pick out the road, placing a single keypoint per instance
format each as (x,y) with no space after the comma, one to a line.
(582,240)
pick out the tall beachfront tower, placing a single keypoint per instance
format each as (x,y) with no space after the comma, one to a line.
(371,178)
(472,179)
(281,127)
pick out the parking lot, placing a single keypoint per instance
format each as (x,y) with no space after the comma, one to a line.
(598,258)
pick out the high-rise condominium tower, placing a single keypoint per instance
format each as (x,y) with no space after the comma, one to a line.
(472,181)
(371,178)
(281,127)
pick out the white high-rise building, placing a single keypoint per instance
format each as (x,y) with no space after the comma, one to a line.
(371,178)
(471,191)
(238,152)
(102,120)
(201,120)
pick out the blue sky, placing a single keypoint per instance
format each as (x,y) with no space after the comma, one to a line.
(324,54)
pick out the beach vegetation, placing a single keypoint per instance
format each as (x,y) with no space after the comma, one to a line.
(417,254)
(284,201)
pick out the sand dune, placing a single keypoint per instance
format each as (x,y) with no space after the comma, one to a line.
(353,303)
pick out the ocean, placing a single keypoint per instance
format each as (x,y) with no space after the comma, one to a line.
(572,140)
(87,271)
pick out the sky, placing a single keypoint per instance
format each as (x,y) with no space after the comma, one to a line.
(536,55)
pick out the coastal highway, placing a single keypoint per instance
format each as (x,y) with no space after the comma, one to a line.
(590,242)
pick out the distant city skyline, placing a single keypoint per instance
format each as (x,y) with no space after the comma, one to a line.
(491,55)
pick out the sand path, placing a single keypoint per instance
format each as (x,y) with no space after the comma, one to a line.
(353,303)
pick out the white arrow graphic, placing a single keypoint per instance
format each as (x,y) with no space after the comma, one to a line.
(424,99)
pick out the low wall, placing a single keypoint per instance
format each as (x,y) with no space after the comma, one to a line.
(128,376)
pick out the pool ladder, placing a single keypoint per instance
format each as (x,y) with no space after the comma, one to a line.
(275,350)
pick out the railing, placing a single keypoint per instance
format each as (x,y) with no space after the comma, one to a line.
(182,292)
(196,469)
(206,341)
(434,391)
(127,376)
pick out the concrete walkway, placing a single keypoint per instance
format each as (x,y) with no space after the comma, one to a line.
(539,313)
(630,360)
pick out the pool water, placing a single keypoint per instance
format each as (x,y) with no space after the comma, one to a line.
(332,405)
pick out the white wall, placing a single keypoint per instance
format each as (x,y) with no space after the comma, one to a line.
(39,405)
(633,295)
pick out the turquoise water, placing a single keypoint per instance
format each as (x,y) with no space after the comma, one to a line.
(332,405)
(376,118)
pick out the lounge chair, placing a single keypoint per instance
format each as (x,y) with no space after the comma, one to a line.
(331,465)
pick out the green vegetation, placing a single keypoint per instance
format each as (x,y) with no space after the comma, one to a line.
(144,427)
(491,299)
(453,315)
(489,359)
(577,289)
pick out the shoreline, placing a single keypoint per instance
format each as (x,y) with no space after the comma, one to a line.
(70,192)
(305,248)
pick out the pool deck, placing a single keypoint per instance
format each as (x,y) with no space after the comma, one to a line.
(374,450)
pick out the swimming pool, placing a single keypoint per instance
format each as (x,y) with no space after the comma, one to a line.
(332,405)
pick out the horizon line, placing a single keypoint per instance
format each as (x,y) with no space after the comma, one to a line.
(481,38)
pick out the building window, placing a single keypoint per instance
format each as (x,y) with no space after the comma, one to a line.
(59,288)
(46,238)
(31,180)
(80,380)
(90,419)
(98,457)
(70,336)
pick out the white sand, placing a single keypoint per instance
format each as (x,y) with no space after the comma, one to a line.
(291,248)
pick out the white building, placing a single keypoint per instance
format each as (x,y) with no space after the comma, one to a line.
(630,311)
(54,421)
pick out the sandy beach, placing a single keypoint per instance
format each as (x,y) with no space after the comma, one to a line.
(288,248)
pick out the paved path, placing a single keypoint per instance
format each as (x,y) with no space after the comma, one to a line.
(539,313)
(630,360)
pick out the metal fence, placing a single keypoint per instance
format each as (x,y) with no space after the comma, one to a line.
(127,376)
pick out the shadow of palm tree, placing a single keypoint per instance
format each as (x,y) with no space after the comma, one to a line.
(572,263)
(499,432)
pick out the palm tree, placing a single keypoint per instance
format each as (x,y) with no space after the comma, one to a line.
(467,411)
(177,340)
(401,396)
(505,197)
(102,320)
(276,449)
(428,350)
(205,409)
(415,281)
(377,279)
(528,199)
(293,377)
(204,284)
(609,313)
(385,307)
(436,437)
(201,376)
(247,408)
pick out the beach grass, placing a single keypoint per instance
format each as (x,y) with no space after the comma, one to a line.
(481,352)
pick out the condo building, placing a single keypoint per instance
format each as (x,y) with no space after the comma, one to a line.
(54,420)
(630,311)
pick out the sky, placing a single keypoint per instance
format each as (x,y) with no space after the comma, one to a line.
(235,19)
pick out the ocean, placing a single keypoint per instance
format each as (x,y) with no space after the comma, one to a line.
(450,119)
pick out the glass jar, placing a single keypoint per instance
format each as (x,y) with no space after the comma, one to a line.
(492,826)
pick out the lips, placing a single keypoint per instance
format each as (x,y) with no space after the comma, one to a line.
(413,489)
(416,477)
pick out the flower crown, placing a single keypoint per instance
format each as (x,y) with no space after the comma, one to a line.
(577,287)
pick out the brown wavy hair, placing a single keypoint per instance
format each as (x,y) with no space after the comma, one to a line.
+ + + + + + +
Exactly as written above, please repeat the entries.

pick out the road, placing a single keypoint per instance
format each as (x,y) with no space after the comma, one to a line.
(582,240)
pick out the tall beachfront tower, placing a single keypoint per instance
format each as (x,y) with no space after the comma, one to a line.
(371,178)
(472,179)
(281,127)
pick out the parking lot, placing a single keypoint per instance
format each as (x,y) with no space after the comma, one to a line.
(598,258)
pick out the high-rise condominium tower, placing a single keypoint per instance
format each as (x,y) with no space after the comma, one to a line.
(472,181)
(371,178)
(281,127)
pick out the white high-rise building, placing a single keypoint per instance
format each as (x,y) with no space after the comma, one to a line.
(371,178)
(471,191)
(238,152)
(102,120)
(201,120)
pick out the blue sky, placing a single keypoint per instance
format each as (x,y) with no space after the comma, one to a line.
(324,54)
pick out the beach vegetation, placing a single keypoint per instance
format each as (x,y) with no space after the comma, one to a line.
(417,254)
(284,201)
pick out the sand dune, placing a single keypoint per instance
format each as (x,y) with no space after the comma, one to a line.
(353,303)
pick out the ocean, placing a single keypoint per instance
format each as (x,y) with no space after the comma, one to a line.
(572,140)
(87,271)
pick out the sky, placing a single keypoint per instance
format each as (x,y) with no space after the comma, one to a line.
(536,55)
pick out the coastal highway, placing a single keypoint per instance
format each as (x,y) with no space after the comma, one to a line.
(590,242)
pick out the distant city skyline, placing a single keypoint per instance
format each as (x,y) with no space after the comma, one to a line.
(491,55)
pick out the sand path, placing a single keypoint per instance
format each as (x,y) with no space after the comma, one to a line.
(353,303)
pick out the white arrow graphic, placing a single keypoint per instance
format each as (x,y) with no space after the comma, one to a line.
(424,99)
pick out the low wall, placing a single keypoint per instance
format each as (x,y) with no space after the comma, one to a line.
(128,376)
pick out the pool ladder, placing a single keypoint per instance
format each as (x,y) with no space after the comma, one to a line.
(275,350)
pick out the railing, placing a single keypoint per instance
format each as (x,y) with no space after the comma, one to a line.
(182,292)
(196,469)
(206,341)
(434,391)
(127,376)
pick out the concrete walkway, placing a single keypoint per instance
format each as (x,y) with no space after the comma, one to a line.
(539,313)
(630,360)
pick out the pool water, placing a single keypoint per instance
format each as (x,y) with no space after the comma, one to a line.
(332,405)
pick out the white wall, placing a single keypoint per instance
format each as (x,y) with no space after the comma, one to a line.
(39,405)
(633,295)
pick out the turquoise water, placing a single keypoint per instance
format each as (x,y) with no space after the comma, one to a line.
(332,405)
(376,118)
pick out the lounge chair, placing a single keypoint per instance
format each as (x,y) with no space after the comma, one to a line.
(331,465)
pick out the green vegetation, placing a single keypoint per instance
format each as (x,y) with no space after the comma, one to a line.
(144,427)
(491,299)
(453,315)
(489,359)
(577,289)
pick out the shoreline, placing a single keypoint per instance
format each as (x,y) with no space after the comma, one to a line.
(70,192)
(305,248)
pick out the pool deck, placing a single keypoint per instance
format each as (x,y) with no space after the comma, one to a line.
(374,450)
pick out the swimming pool, placing a single keypoint per instance
format each as (x,y) with no space after the comma, one to a line.
(332,405)
pick out the horizon line, placing a single keypoint per instance
format each as (x,y) with no space after the comma, one to a line.
(481,38)
pick out the building window, placing a single keypoint per instance
format each as (x,y) with no space after the comma, one to a line.
(59,288)
(46,238)
(31,180)
(80,380)
(90,419)
(98,457)
(70,336)
pick out the white sand, placing a single keypoint per instance
format each as (x,y) with no space after the comma, one to a line.
(291,248)
pick out the white building, placing a single keypoint per instance
format each as (x,y) with no space after the comma, one to a line.
(630,311)
(54,421)
pick out the sandy beach, placing a single keypoint per instance
format each as (x,y) with no space after the comma, one to a line.
(288,248)
pick out the paved path, placing a single keypoint per instance
format each as (x,y) with no space after the comma, one to a line.
(539,313)
(630,360)
pick out the metal fence, placing a single keypoint per instance
format each as (x,y) with no space after the comma, one to a line.
(127,376)
pick out the shadow of palm tree, placing a single keypoint per instance
format each as (x,y) with no space after the comma, one to a line.
(572,263)
(499,432)
pick out the palm tree, placing a single keypoint per instance
format each as (x,y) with no space after the comma, one to a line.
(467,411)
(177,340)
(401,396)
(505,197)
(102,320)
(276,449)
(428,350)
(205,409)
(415,281)
(377,279)
(528,199)
(293,377)
(204,284)
(609,313)
(385,307)
(436,437)
(201,376)
(247,408)
pick out the beach grass, placing a single keypoint per instance
format each as (x,y) with no space after the comma, one to a line.
(481,352)
pick out the condo building, placing a single keypoint per instance
format each as (x,y) with no space after the comma, one to a line.
(54,420)
(630,311)
pick out the sky, placing a single keypoint per instance
format each as (x,y) with no space after the comma, one to a line.
(235,19)
pick out the ocean, placing a single keypoint per instance
format each as (x,y) with no space after the comma, one to a line.
(450,119)
pick out the glass jar, placing a single keypoint per instance
format each as (x,y) with no space after the comma, one to a line.
(492,826)
pick out the lips, placing a single keypoint per instance
format each as (x,y) with no space after the comma, one to a line.
(413,489)
(416,477)
pick out the flower crown, placing a single keypoint per instance
format each as (x,y) with no space after the comma, one to a line.
(577,287)
pick out the brown wavy hair, placing a single keypoint per instance
format each as (x,y) with no space after the comma, one to a line.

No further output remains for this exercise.